THE INPUT START
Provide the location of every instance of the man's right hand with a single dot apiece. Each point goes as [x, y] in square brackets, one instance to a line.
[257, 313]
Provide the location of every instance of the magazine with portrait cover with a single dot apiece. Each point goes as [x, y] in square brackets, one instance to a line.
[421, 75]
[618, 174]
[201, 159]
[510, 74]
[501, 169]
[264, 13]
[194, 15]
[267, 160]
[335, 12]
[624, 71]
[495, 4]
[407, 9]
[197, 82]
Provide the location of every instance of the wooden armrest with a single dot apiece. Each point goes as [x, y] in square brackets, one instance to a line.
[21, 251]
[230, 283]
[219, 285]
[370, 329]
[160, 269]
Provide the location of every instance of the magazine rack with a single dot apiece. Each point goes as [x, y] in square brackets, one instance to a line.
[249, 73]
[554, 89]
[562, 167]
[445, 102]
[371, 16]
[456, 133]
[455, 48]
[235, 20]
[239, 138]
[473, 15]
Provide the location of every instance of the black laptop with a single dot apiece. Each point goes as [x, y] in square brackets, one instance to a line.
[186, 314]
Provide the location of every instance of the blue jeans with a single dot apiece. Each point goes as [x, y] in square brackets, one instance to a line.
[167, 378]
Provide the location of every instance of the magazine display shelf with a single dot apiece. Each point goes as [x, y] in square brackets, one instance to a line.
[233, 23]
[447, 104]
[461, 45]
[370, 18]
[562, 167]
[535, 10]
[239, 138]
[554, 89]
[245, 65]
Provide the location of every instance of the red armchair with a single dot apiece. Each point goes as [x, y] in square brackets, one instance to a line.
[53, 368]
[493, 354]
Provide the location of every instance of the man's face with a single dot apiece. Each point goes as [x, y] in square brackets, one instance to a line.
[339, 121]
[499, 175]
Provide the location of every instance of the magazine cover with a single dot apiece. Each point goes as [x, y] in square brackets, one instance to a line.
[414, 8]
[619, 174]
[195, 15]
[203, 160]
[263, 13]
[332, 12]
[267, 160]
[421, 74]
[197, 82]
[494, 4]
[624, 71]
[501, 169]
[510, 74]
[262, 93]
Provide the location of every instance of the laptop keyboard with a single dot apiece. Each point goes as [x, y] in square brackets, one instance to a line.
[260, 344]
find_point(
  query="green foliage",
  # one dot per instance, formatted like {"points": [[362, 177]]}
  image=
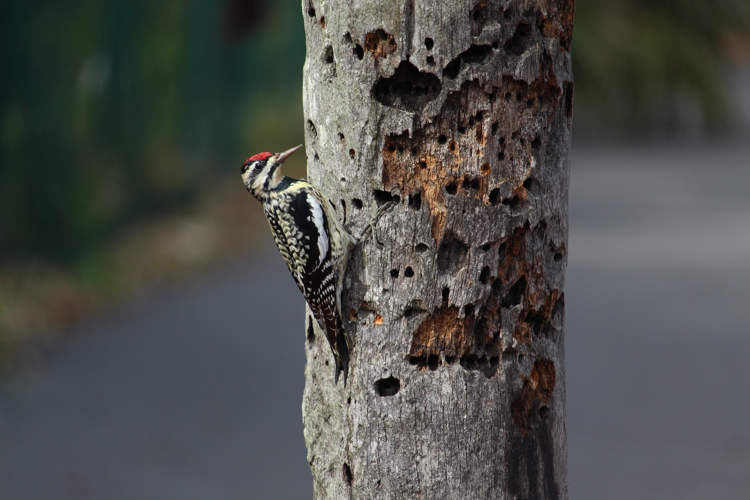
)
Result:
{"points": [[112, 111], [648, 67]]}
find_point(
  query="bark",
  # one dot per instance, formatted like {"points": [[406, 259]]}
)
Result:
{"points": [[460, 111]]}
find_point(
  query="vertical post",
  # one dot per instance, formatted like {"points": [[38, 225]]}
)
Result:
{"points": [[461, 112]]}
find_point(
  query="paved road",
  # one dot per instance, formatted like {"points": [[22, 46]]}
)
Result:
{"points": [[194, 391]]}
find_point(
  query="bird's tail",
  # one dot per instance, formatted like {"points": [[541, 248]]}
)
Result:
{"points": [[341, 353]]}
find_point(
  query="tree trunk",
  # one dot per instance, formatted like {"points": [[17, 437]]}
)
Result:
{"points": [[461, 112]]}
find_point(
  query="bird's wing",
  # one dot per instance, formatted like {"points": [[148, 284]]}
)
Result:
{"points": [[307, 244]]}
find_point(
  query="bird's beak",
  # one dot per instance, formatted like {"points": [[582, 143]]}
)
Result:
{"points": [[286, 154]]}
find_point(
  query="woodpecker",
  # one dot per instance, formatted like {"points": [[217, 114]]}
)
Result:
{"points": [[312, 241]]}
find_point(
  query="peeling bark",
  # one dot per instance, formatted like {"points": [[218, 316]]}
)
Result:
{"points": [[460, 112]]}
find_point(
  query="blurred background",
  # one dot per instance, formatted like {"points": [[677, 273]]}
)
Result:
{"points": [[130, 256]]}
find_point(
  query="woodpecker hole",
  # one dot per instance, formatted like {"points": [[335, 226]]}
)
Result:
{"points": [[531, 185], [383, 197], [484, 276], [387, 386], [347, 474], [514, 295], [471, 183], [521, 40], [544, 412], [433, 361], [311, 128], [408, 89], [415, 201], [451, 253], [514, 202], [475, 54]]}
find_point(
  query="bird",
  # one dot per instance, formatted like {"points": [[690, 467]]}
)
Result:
{"points": [[311, 239]]}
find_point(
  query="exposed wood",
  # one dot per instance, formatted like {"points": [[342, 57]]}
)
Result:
{"points": [[460, 111]]}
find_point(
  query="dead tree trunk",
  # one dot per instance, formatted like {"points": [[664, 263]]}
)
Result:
{"points": [[460, 111]]}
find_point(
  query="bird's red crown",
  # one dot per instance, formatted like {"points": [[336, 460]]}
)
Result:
{"points": [[259, 156]]}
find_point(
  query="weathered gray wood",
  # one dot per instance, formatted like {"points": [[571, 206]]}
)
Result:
{"points": [[460, 111]]}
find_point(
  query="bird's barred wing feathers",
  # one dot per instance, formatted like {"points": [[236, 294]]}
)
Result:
{"points": [[303, 232]]}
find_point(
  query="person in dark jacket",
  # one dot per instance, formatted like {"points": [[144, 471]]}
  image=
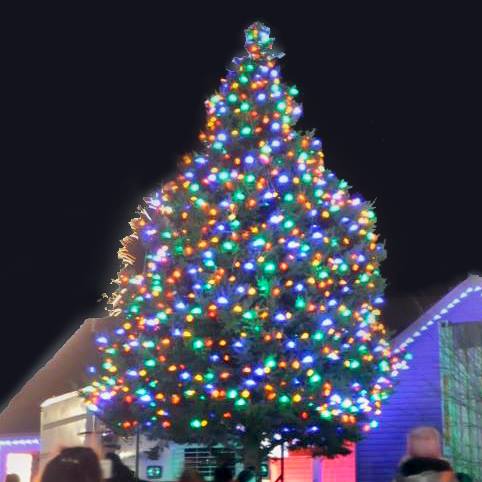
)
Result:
{"points": [[73, 464], [120, 472], [424, 462], [223, 473], [12, 478]]}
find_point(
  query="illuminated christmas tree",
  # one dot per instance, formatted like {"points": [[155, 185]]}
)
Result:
{"points": [[248, 304]]}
THE INPUT END
- [PROBLEM TO SOLVE] Please go through the data above and copy each line containing the word "bird".

- [RESPONSE AREA]
  query="bird's tail",
  query="bird's wing",
  query="bird's beak",
  query="bird",
  query="bird's red crown",
  query="bird's barred wing feathers",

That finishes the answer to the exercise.